Inter-American Development Bank

20 November 2019

PRICING SUPPLEMENT

Inter-American Development Bank

Global Debt Program

Series No.: 732

U.S.$50,000,000 1.70 percent Notes due November 15, 2024 (the "Notes")

Issue Price: 100.00 percent

No application has been made to list the Notes on any stock exchange.

Wells Fargo Securities, LLC

The date of this Pricing Supplement is November 12, 2019.

Terms used herein shall be deemed to be defined as such for the purposes of the Terms and Conditions (the "Conditions") set forth in the Prospectus dated January 8, 2001 (the "Prospectus") (which for the avoidance of doubt does not constitute a prospectus for the purposes of Part VI of the United Kingdom Financial Services and Markets Act 2000 or a base prospectus for the purposes of Regulation (EU) 2017/1129). This Pricing Supplement must be read in conjunction with the Prospectus. This document is issued to give details of an issue by the Inter-American Development Bank (the "Bank") under its Global Debt Program and to provide information supplemental to the Prospectus. Complete information in respect of the Bank and this offer of the Notes is only available on the basis of the combination of this Pricing Supplement and the Prospectus.

Terms and Conditions

The following items under this heading "Terms and Conditions" are the particular terms which relate to the issue the subject of this Pricing Supplement. These are the only terms which form part of the form of Notes for such issue.

 
 1.    Series No.:                      732 
 2.    Aggregate Principal Amount:      U.S.$50,000,000 
 3.    Issue Price:                     U.S.$50,000,000 which is 100.00 
                                         percent of the Aggregate Principal 
                                         Amount 
 4.    Issue Date:                      November 15, 2019 
 5.    Form of Notes 
        (Condition 1(a)):                Registered only, as further provided 
                                         in paragraph 9 of "Other Relevant 
                                         Terms" below 
 6.    Authorized Denomination(s) 
         (Condition 1(b)):               U.S.$10,000 and integral multiples 
                                         thereof 
 7.    Specified Currency 
        (Condition 1(d)):                United States Dollars (U.S.$) 
                                         being the lawful currency of the 
                                         United States of America 
 8.    Specified Principal Payment 
        Currency 
        (Conditions 1(d) and 7(h)):      U.S.$ 
 9.    Specified Interest Payment 
        Currency                         U.S.$ 
        (Conditions 1(d) and 7(h)): 
 10.   Maturity Date 
        (Condition 6(a); Fixed 
        Interest Rate): 
                                         November 15, 2024 
 11.   Interest Basis 
        (Condition 5):                   Fixed Interest Rate (Condition 
                                         5(I))

PROVIDED MATERIAL:
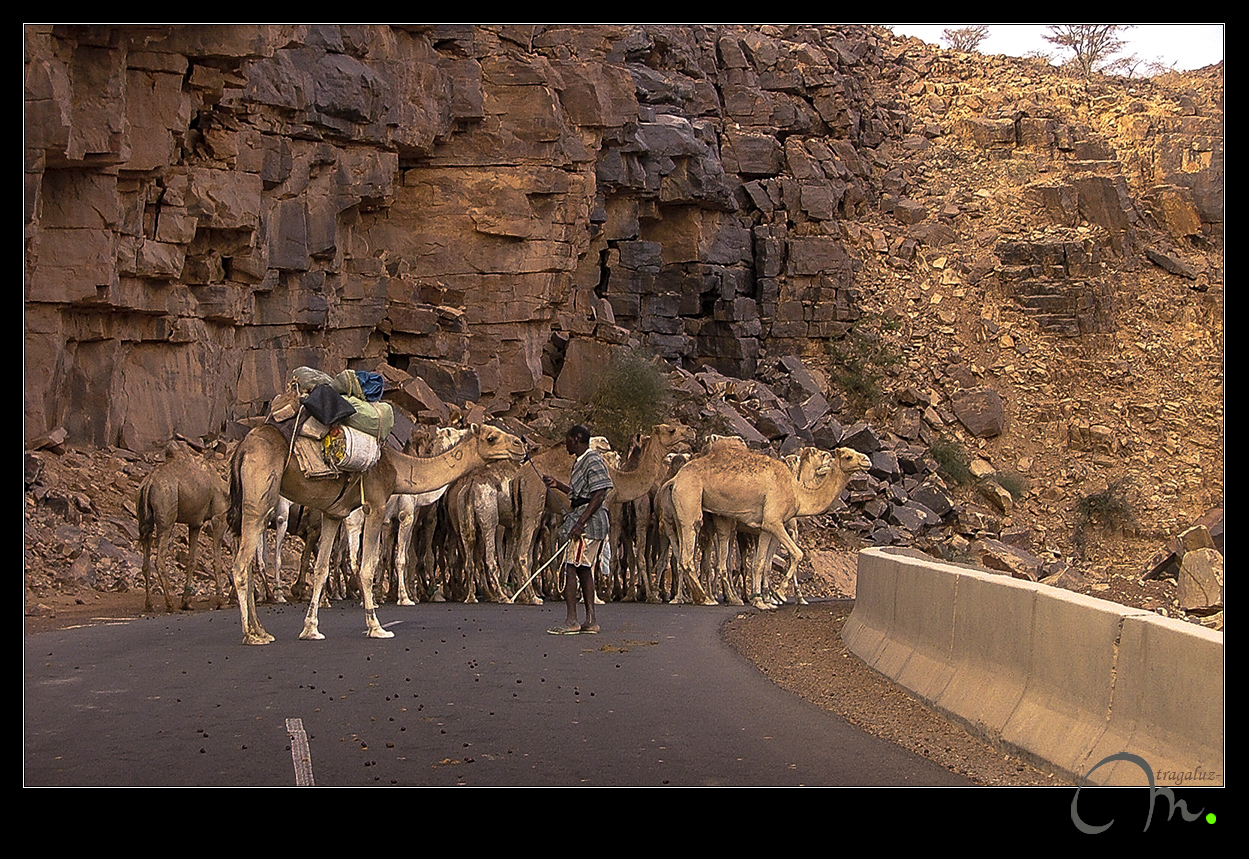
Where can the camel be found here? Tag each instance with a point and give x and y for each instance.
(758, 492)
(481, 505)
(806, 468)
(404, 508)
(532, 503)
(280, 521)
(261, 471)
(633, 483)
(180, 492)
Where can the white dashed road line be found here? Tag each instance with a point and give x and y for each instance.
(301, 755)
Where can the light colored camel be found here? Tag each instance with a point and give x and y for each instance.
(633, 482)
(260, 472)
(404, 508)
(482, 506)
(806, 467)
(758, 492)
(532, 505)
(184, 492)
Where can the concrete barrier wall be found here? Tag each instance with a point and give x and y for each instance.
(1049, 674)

---

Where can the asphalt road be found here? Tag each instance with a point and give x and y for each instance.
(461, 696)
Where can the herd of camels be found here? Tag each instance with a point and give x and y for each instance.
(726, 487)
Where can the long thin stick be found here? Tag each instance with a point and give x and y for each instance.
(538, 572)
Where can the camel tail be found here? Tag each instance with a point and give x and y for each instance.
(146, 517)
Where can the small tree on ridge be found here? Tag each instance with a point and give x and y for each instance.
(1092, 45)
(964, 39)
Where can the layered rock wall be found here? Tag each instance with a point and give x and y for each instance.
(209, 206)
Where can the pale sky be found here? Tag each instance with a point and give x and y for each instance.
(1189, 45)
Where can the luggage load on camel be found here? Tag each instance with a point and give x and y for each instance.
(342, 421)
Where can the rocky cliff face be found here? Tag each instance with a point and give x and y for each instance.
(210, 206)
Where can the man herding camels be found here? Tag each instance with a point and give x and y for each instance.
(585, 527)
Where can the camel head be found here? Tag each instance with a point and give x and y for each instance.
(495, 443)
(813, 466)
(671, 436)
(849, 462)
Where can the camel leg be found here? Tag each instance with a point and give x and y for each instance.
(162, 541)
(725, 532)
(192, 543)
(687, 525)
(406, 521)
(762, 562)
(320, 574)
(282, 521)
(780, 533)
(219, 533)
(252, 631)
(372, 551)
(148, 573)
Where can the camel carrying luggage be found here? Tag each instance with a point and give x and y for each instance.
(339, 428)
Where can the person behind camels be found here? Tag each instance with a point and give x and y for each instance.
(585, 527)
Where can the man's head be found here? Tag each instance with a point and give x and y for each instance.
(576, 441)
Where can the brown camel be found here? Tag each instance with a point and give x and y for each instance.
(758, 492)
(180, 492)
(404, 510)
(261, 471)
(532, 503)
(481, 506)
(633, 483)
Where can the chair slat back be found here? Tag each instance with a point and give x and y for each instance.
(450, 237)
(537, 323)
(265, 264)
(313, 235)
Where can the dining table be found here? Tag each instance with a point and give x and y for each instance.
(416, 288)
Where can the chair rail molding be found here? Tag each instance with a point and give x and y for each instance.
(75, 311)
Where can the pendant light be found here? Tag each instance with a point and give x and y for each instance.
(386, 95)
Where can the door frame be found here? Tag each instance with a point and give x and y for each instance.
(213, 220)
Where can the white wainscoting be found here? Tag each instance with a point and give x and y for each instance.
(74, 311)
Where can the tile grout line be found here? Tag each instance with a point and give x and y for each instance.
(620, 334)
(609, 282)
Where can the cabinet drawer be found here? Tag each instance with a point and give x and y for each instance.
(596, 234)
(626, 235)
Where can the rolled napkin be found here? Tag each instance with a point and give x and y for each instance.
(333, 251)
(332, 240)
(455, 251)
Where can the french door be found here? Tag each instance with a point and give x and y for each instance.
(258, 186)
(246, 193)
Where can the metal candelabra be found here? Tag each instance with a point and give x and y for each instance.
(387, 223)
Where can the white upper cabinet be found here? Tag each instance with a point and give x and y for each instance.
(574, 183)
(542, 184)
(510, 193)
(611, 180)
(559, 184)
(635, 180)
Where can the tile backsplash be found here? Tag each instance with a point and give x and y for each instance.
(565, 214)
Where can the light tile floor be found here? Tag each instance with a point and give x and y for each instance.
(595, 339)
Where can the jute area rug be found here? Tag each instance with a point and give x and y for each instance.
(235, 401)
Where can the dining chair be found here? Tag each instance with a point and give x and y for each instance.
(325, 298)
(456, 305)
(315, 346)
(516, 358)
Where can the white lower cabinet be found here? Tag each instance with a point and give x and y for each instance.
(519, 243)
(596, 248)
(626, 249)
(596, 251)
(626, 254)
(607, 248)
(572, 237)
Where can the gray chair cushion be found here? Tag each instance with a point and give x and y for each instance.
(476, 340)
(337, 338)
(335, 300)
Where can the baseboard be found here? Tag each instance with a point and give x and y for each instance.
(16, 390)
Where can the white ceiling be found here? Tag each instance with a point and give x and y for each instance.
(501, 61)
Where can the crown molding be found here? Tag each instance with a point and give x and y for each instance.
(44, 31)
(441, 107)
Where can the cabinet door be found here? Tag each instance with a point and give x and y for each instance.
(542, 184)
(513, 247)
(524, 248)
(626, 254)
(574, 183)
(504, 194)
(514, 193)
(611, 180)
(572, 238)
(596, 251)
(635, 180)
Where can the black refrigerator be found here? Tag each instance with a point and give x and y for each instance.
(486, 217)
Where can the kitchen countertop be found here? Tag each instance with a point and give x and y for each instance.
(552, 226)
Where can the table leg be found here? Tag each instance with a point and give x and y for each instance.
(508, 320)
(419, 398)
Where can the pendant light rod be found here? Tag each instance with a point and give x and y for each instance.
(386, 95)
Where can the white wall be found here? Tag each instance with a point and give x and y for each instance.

...

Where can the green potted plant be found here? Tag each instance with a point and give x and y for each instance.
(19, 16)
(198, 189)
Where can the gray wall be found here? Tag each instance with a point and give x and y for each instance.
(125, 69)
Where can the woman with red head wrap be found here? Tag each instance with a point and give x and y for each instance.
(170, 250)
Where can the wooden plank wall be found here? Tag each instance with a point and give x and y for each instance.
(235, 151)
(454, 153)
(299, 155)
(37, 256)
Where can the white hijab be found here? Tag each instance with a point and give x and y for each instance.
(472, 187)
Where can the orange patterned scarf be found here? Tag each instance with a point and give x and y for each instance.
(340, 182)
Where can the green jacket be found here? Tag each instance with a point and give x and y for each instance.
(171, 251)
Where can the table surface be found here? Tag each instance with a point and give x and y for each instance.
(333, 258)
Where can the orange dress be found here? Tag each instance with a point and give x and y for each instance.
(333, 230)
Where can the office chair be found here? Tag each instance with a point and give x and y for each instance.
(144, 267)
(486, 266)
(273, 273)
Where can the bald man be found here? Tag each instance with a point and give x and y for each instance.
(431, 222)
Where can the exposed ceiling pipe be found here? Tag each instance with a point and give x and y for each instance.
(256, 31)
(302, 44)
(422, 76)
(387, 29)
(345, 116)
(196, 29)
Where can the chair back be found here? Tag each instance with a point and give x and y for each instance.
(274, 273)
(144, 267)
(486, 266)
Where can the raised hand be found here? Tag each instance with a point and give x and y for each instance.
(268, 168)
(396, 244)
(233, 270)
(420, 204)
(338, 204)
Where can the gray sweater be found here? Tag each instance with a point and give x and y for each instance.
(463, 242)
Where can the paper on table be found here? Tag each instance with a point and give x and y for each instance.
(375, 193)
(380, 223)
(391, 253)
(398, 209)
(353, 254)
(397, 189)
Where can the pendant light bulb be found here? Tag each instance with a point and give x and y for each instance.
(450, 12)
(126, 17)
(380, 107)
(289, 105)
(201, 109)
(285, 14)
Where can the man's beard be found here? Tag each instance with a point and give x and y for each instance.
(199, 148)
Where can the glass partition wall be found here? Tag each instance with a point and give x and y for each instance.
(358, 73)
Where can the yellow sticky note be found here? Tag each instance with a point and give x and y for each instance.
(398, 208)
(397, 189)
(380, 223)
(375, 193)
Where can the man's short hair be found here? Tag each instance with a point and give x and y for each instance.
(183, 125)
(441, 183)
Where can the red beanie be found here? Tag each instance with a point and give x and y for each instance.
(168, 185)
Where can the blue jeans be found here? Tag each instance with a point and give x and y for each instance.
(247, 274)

TASKS:
1: According to the pricing supplement, what is the Issue Date of the Notes?
2: Do these statements agree with the pricing supplement? (a) The Notes have been listed on a stock exchange. (b) The Prospectus is dated January 8, 2001. (c) The Notes carry a fixed interest rate. For each, answer yes or no and quote the deciding words.
3: Please reproduce the pricing supplement between "The following items" and "for such issue.", inclusive.
Use only the pricing supplement to answer.

ANSWERS BY ITEM NUMBER:
1: November 15, 2019

2:
(a) No: "No application has been made to list the Notes on any stock exchange."
(b) Yes: "the Prospectus dated January 8, 2001"
(c) Yes: "Fixed Interest Rate"

3:
The following items under this heading "Terms and Conditions" are the particular terms which relate to the issue the subject of this Pricing Supplement. These are the only terms which form part of the form of Notes for such issue.